What you need to do
Write out the listing below from the line containing "Flag each green grass" to its last line, unaltered, ends included.

Stored entries
########################################
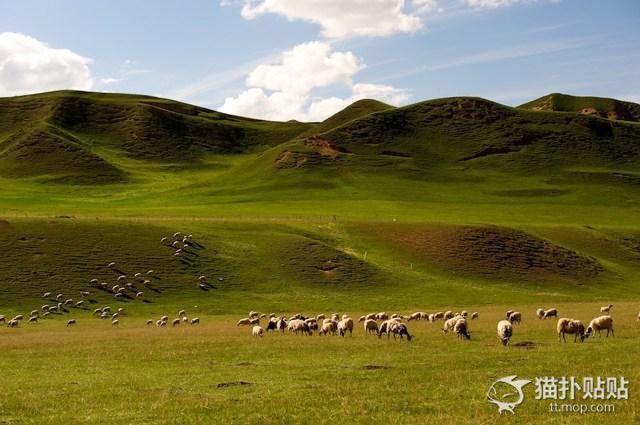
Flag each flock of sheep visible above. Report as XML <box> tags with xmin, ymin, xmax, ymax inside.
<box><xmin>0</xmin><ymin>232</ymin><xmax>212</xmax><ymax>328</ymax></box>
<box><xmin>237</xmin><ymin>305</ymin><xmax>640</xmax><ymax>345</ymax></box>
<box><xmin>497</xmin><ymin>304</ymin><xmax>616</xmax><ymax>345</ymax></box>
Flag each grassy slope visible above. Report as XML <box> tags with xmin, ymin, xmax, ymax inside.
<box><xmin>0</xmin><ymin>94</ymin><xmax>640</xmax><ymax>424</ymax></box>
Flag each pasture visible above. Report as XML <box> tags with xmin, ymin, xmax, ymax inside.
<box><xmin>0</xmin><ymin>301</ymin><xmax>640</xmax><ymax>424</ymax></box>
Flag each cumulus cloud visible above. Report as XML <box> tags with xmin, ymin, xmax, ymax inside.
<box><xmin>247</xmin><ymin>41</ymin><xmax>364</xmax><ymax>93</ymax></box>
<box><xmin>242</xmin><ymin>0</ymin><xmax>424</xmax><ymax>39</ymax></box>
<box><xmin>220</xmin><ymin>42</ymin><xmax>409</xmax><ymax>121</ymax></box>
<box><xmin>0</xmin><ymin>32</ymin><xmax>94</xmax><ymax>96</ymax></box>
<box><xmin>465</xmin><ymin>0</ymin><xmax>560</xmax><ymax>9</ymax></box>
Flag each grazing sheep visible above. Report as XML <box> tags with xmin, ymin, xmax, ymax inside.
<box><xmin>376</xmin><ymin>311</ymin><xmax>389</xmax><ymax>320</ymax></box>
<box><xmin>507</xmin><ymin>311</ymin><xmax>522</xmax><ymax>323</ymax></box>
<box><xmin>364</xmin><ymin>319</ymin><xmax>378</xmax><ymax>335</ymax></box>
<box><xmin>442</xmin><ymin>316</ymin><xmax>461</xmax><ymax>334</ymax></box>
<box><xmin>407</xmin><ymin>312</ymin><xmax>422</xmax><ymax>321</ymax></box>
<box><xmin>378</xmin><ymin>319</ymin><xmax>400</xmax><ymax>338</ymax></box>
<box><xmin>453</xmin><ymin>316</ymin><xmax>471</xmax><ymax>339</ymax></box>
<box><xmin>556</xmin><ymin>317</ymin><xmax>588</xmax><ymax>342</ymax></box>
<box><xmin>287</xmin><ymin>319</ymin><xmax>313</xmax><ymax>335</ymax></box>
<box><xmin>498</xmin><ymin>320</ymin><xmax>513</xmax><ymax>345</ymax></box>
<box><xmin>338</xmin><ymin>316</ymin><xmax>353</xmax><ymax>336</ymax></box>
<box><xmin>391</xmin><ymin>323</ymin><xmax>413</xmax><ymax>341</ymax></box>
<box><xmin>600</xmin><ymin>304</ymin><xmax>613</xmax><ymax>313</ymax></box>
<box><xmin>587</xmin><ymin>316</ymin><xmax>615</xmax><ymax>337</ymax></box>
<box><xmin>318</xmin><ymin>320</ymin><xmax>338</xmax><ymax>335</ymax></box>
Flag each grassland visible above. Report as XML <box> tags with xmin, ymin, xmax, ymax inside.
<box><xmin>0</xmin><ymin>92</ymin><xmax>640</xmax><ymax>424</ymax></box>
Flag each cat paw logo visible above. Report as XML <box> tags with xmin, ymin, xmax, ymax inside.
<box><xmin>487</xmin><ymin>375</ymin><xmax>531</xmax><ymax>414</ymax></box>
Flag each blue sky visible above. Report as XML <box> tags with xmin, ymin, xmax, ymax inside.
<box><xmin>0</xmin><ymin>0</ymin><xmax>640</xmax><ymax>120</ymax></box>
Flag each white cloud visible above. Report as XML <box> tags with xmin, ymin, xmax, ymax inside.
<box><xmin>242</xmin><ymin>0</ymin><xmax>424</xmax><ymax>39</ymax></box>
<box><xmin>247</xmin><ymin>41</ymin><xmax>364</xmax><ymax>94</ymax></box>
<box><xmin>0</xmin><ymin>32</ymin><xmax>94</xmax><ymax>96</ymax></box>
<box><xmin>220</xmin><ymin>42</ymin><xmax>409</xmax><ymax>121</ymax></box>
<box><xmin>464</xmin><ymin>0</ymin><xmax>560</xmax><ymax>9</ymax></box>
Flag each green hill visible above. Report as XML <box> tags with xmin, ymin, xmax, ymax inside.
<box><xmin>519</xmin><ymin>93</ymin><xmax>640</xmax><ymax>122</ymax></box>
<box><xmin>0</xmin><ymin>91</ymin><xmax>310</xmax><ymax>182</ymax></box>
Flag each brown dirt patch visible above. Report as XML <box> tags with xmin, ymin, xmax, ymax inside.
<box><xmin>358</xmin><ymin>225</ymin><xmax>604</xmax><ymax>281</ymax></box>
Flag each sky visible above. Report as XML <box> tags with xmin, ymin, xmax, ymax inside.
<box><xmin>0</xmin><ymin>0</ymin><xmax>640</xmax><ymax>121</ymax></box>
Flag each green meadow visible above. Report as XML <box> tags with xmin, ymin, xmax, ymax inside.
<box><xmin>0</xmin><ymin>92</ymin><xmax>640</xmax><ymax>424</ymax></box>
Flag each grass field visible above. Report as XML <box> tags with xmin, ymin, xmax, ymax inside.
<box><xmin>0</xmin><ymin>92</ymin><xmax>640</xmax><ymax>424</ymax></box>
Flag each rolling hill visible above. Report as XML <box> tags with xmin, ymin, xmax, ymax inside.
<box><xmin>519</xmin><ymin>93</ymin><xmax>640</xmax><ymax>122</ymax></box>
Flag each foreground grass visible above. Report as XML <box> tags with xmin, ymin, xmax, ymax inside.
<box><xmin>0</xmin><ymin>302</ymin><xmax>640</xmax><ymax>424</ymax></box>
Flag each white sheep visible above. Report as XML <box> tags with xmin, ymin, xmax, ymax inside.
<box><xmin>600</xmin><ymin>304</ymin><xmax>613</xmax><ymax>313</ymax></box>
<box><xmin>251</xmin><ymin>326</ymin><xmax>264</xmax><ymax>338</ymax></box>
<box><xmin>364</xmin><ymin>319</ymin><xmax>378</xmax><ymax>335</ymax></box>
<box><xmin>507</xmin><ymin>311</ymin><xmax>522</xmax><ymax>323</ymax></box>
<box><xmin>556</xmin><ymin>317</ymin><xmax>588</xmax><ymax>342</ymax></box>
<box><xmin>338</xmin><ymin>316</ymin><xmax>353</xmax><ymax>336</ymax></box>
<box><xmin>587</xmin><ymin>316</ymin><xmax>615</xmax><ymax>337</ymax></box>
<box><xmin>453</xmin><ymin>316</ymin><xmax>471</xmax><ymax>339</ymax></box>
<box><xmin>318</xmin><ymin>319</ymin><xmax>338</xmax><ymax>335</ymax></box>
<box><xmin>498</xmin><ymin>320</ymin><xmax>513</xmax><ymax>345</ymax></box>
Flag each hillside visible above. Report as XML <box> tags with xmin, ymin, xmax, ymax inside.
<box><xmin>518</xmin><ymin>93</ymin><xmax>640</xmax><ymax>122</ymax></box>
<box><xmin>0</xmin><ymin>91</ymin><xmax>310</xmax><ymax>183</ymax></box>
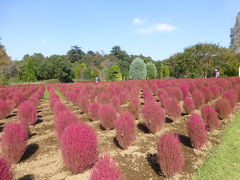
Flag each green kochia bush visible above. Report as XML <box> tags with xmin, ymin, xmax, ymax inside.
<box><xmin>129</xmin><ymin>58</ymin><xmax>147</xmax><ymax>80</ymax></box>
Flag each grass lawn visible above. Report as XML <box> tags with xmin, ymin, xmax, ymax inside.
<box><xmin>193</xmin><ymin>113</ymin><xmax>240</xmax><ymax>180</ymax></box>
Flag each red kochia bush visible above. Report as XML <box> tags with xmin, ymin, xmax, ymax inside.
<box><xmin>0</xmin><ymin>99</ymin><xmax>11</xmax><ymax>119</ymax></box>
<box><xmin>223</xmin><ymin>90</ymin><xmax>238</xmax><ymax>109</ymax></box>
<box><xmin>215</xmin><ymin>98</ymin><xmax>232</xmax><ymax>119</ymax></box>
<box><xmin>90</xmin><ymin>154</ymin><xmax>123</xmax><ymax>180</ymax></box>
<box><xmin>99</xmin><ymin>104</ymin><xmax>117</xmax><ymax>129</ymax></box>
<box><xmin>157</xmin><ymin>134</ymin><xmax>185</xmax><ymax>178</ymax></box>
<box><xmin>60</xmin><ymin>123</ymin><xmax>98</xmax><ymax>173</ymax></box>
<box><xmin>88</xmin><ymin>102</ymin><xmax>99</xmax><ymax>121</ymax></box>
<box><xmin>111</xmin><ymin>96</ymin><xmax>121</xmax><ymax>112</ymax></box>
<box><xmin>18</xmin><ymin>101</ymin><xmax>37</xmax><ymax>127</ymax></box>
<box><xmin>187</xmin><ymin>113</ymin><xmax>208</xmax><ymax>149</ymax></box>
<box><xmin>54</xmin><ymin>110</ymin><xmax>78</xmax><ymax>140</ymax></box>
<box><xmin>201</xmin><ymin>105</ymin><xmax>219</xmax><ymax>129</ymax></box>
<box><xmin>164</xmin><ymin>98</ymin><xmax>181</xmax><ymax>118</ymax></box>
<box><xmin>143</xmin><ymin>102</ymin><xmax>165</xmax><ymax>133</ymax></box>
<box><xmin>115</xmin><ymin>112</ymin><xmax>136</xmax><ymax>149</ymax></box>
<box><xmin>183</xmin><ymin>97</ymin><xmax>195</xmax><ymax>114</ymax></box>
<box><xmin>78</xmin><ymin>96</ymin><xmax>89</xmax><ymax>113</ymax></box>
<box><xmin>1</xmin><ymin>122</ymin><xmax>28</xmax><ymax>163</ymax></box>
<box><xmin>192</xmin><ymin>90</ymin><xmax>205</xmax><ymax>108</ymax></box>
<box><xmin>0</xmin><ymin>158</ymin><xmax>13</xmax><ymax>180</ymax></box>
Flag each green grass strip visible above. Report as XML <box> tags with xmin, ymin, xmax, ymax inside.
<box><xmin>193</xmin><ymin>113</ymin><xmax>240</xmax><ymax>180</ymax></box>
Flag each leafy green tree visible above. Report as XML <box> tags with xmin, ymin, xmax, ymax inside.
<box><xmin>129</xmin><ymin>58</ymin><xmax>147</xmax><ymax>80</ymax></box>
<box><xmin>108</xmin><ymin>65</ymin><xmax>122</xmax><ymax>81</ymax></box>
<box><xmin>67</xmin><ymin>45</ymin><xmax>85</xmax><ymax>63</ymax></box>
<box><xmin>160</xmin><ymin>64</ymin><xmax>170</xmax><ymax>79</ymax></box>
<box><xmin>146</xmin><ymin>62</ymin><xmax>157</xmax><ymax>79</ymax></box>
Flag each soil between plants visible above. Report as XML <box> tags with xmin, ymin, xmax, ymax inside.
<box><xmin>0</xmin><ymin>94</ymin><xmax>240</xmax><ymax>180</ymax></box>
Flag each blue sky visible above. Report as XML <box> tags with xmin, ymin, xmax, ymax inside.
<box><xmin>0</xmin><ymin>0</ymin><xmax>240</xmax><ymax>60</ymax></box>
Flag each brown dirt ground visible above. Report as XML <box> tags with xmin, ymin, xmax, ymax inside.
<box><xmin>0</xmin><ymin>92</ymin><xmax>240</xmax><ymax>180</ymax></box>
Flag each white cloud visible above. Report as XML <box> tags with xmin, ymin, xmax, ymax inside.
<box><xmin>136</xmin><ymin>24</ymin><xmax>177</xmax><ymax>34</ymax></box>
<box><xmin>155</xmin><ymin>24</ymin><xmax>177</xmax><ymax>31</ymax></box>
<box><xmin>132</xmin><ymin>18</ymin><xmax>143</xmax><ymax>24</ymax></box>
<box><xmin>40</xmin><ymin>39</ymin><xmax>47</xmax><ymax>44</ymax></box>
########################################
In response
Flag each green grass strip visible above. Report as XML <box> tags with xmin, ymin, xmax, ymax inside.
<box><xmin>193</xmin><ymin>113</ymin><xmax>240</xmax><ymax>180</ymax></box>
Flag each leafy green tree visible above. Report as XML <box> tags with xmin, ymin, xmax, ymax inside.
<box><xmin>129</xmin><ymin>58</ymin><xmax>147</xmax><ymax>80</ymax></box>
<box><xmin>108</xmin><ymin>65</ymin><xmax>122</xmax><ymax>81</ymax></box>
<box><xmin>67</xmin><ymin>45</ymin><xmax>85</xmax><ymax>63</ymax></box>
<box><xmin>160</xmin><ymin>64</ymin><xmax>170</xmax><ymax>79</ymax></box>
<box><xmin>146</xmin><ymin>62</ymin><xmax>157</xmax><ymax>79</ymax></box>
Flag each soil between plants visible above. Report as XML <box> tags with xmin, ymin, xmax, ymax inside.
<box><xmin>0</xmin><ymin>94</ymin><xmax>240</xmax><ymax>180</ymax></box>
Flag each blue sky visible above. Report as XML <box> tags with xmin, ymin, xmax, ymax inside.
<box><xmin>0</xmin><ymin>0</ymin><xmax>240</xmax><ymax>60</ymax></box>
Flag each brown dirt ground visible above. Report as XML <box> tags with xmin, ymin, xmax, ymax inside.
<box><xmin>0</xmin><ymin>92</ymin><xmax>240</xmax><ymax>180</ymax></box>
Flag each white cloud visible above. Report as XML <box> tags with xmin, ymin, xmax, ymax inside.
<box><xmin>136</xmin><ymin>24</ymin><xmax>177</xmax><ymax>34</ymax></box>
<box><xmin>155</xmin><ymin>24</ymin><xmax>177</xmax><ymax>31</ymax></box>
<box><xmin>132</xmin><ymin>18</ymin><xmax>143</xmax><ymax>24</ymax></box>
<box><xmin>40</xmin><ymin>39</ymin><xmax>47</xmax><ymax>44</ymax></box>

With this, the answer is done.